▶ _Work to complete_: Turn the listing below into a Markdown table with the columns No. and Entry, giving each line its own numbered row. Skip blank lines and leave the pictures out.

>> begin Recorded data

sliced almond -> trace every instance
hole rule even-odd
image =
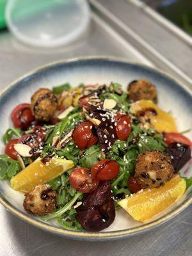
[[[61,148],[60,138],[60,136],[54,136],[52,138],[52,145],[54,146],[54,147],[56,147],[56,148]]]
[[[150,177],[152,180],[156,180],[156,172],[150,171],[147,172]]]
[[[21,156],[27,157],[32,156],[32,154],[30,153],[32,148],[28,145],[22,143],[15,144],[14,148]]]
[[[65,109],[63,112],[58,115],[58,118],[60,120],[65,118],[65,117],[66,117],[67,115],[73,110],[74,108],[72,106],[67,108],[66,109]]]
[[[21,156],[20,155],[17,156],[17,160],[19,163],[19,165],[20,166],[22,170],[24,170],[26,166],[25,166],[25,164],[24,163],[24,161],[22,160],[22,158],[21,157]]]
[[[103,104],[103,108],[108,109],[113,109],[116,105],[116,102],[113,99],[106,99]]]
[[[66,133],[64,135],[63,138],[62,138],[62,139],[60,141],[61,147],[63,147],[63,145],[66,143],[68,143],[70,140],[70,139],[72,138],[72,136],[74,131],[74,129],[72,129],[68,132]]]

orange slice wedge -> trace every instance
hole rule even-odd
[[[130,111],[137,113],[140,111],[147,109],[153,109],[157,112],[157,115],[152,115],[150,117],[151,126],[159,132],[177,132],[177,129],[173,116],[161,109],[151,100],[141,100],[136,101],[131,104]]]
[[[44,184],[74,167],[72,161],[53,158],[49,165],[40,158],[12,178],[12,188],[20,192],[29,191],[36,185]]]
[[[134,220],[147,221],[180,198],[186,189],[184,179],[177,175],[162,187],[138,191],[118,204]]]

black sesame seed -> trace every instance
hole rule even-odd
[[[148,179],[149,178],[149,175],[146,172],[143,172],[141,173],[141,176],[144,178],[144,179]]]

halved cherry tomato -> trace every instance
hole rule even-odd
[[[166,132],[164,134],[164,140],[168,145],[173,142],[178,142],[192,147],[192,141],[187,137],[177,132]]]
[[[130,176],[128,179],[128,188],[132,193],[137,193],[142,189],[141,185],[136,181],[133,176]]]
[[[92,179],[90,170],[86,168],[74,169],[69,176],[70,184],[78,191],[90,193],[95,190],[99,181]]]
[[[14,148],[14,145],[18,143],[18,139],[12,140],[5,146],[4,153],[14,160],[17,160],[17,152]]]
[[[74,131],[75,144],[82,150],[95,144],[98,139],[92,131],[93,124],[90,121],[81,123]]]
[[[30,104],[23,103],[18,105],[12,111],[11,118],[15,127],[25,130],[30,125],[34,120],[34,116],[30,109]]]
[[[128,116],[123,116],[117,121],[115,131],[119,140],[125,140],[127,139],[131,131],[131,122]]]
[[[94,164],[91,170],[92,177],[97,180],[109,180],[119,173],[119,165],[115,161],[104,159]]]

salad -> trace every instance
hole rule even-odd
[[[102,230],[120,208],[152,220],[192,184],[179,173],[191,141],[157,98],[143,79],[127,91],[117,83],[38,89],[12,110],[1,179],[24,193],[28,214],[66,229]]]

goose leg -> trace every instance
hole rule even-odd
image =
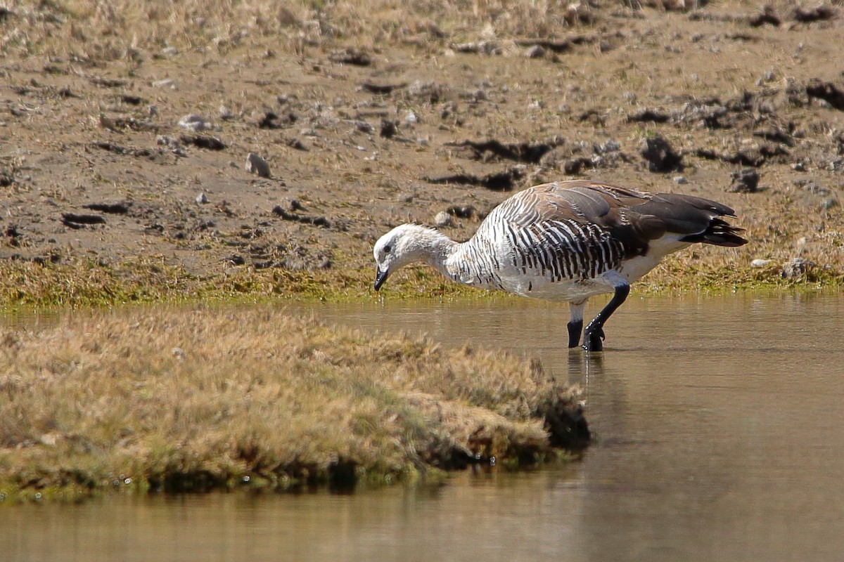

>> end Recorded data

▶ _The output_:
| No. | Entry |
|---|---|
| 1 | sliced almond -> trace every instance |
| 2 | hole rule even-odd |
| 3 | image = |
| 4 | [[[61,148],[60,138],[60,136],[54,136],[52,138],[52,145],[54,146],[54,147],[56,147],[56,148]]] |
| 5 | [[[150,177],[152,180],[156,180],[156,172],[150,171],[147,172]]] |
| 6 | [[[21,156],[27,157],[32,156],[32,154],[30,153],[32,148],[28,145],[22,143],[15,144],[14,148]]] |
| 7 | [[[65,109],[63,112],[58,115],[58,118],[60,120],[65,118],[65,117],[66,117],[67,115],[73,110],[74,108],[72,106],[67,108],[66,109]]] |
| 8 | [[[21,156],[20,155],[17,156],[17,160],[19,163],[19,165],[20,166],[22,170],[24,170],[26,166],[25,166],[25,164],[24,163],[24,161],[22,160],[22,158],[21,157]]] |
| 9 | [[[103,104],[103,108],[108,109],[113,109],[116,105],[116,102],[113,99],[106,99]]] |
| 10 | [[[66,133],[64,135],[63,138],[62,138],[62,139],[60,141],[61,147],[63,147],[63,145],[66,143],[68,143],[70,140],[70,139],[72,138],[72,136],[74,131],[74,129],[72,129],[68,132]]] |
| 11 | orange slice wedge -> trace every instance |
| 12 | hole rule even-odd |
| 13 | [[[130,111],[137,113],[140,111],[147,109],[153,109],[157,112],[157,115],[152,115],[150,117],[151,126],[159,132],[177,132],[177,129],[173,116],[161,109],[151,100],[141,100],[136,101],[131,104]]] |
| 14 | [[[44,184],[74,167],[72,161],[53,158],[49,165],[40,158],[12,178],[12,188],[20,192],[29,191],[36,185]]] |
| 15 | [[[134,220],[147,221],[180,198],[186,189],[184,179],[177,175],[162,187],[138,191],[118,204]]] |
| 16 | black sesame seed -> trace every instance |
| 17 | hole rule even-odd |
| 18 | [[[148,179],[149,178],[149,175],[146,172],[143,172],[141,173],[141,176],[144,178],[144,179]]] |
| 19 | halved cherry tomato -> trace every instance |
| 20 | hole rule even-odd |
| 21 | [[[166,132],[164,134],[164,140],[168,145],[173,142],[178,142],[192,147],[192,141],[187,137],[177,132]]] |
| 22 | [[[130,176],[128,179],[128,188],[132,193],[137,193],[142,189],[141,185],[136,181],[133,176]]] |
| 23 | [[[92,179],[90,170],[86,168],[74,169],[69,176],[70,184],[78,191],[90,193],[95,190],[99,181]]] |
| 24 | [[[14,148],[14,145],[18,143],[18,139],[12,140],[5,146],[4,153],[14,160],[17,160],[17,152]]] |
| 25 | [[[74,131],[75,144],[82,150],[95,144],[98,139],[92,131],[93,124],[90,121],[81,123]]] |
| 26 | [[[30,104],[23,103],[18,105],[12,111],[11,118],[15,127],[25,130],[30,125],[34,120],[34,116],[30,109]]] |
| 27 | [[[128,116],[123,116],[117,121],[115,131],[119,140],[125,140],[127,139],[131,131],[131,122]]] |
| 28 | [[[94,164],[91,170],[92,177],[97,180],[109,180],[119,173],[119,165],[115,161],[104,159]]] |
| 29 | salad -> trace every instance |
| 30 | hole rule even-odd |
| 31 | [[[102,230],[120,208],[152,220],[192,184],[179,173],[191,141],[157,98],[143,79],[127,91],[117,83],[38,89],[12,110],[1,179],[24,193],[28,214],[66,229]]] |
| 32 | goose leg -> trace every instance |
| 33 | hole rule even-odd |
| 34 | image = |